— Start of Dataset records —

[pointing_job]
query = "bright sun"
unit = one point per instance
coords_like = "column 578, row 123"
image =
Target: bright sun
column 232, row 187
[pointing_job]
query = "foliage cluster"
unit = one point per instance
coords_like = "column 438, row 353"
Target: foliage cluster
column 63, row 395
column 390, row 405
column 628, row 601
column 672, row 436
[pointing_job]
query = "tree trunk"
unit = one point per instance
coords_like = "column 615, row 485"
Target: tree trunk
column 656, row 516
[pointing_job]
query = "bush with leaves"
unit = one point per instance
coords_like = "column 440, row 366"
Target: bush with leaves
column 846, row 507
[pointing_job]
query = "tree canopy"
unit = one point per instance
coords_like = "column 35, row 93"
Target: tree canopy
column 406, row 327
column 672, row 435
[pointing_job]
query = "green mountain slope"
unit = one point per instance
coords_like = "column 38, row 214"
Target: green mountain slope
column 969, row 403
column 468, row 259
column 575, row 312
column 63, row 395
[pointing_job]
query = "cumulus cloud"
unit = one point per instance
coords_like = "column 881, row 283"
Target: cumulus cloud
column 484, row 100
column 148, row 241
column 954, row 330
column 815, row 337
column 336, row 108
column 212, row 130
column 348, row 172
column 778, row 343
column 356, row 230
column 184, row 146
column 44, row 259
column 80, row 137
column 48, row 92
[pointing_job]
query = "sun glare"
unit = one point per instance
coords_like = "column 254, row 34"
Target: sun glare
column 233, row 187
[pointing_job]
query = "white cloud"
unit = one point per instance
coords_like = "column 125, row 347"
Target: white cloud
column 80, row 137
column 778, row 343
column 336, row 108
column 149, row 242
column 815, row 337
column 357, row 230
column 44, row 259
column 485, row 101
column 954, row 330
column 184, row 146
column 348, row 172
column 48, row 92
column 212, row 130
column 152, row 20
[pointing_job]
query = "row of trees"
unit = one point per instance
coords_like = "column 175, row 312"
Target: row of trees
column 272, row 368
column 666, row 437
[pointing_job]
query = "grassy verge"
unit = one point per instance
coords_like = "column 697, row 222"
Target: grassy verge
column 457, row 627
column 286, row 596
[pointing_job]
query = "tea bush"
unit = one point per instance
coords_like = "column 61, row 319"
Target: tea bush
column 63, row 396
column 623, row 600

— End of Dataset records —

● **What is needed**:
Copy out the listing word for word, from its first line through the line containing "column 672, row 435", with both of those lines included.

● **Answer for this exercise**:
[pointing_job]
query = "bright sun"
unit = one point per instance
coords_like = "column 578, row 123"
image =
Target: bright sun
column 232, row 187
[pointing_job]
query = "foliage cluster"
unit = one point per instance
coords_like = "column 438, row 353"
Target: foliage cluster
column 63, row 395
column 390, row 405
column 628, row 601
column 672, row 436
[pointing_job]
query = "tree trunk"
unit = one point per instance
coords_like = "column 615, row 485"
Target: tree trunk
column 656, row 516
[pointing_job]
query = "bush with leaves"
unit = one point per instance
coords_like = "column 440, row 366"
Target: bush with leaves
column 846, row 507
[pointing_job]
query = "tree canopy"
unit = one point per instance
coords_like = "column 35, row 93"
Target: tree canopy
column 406, row 327
column 672, row 435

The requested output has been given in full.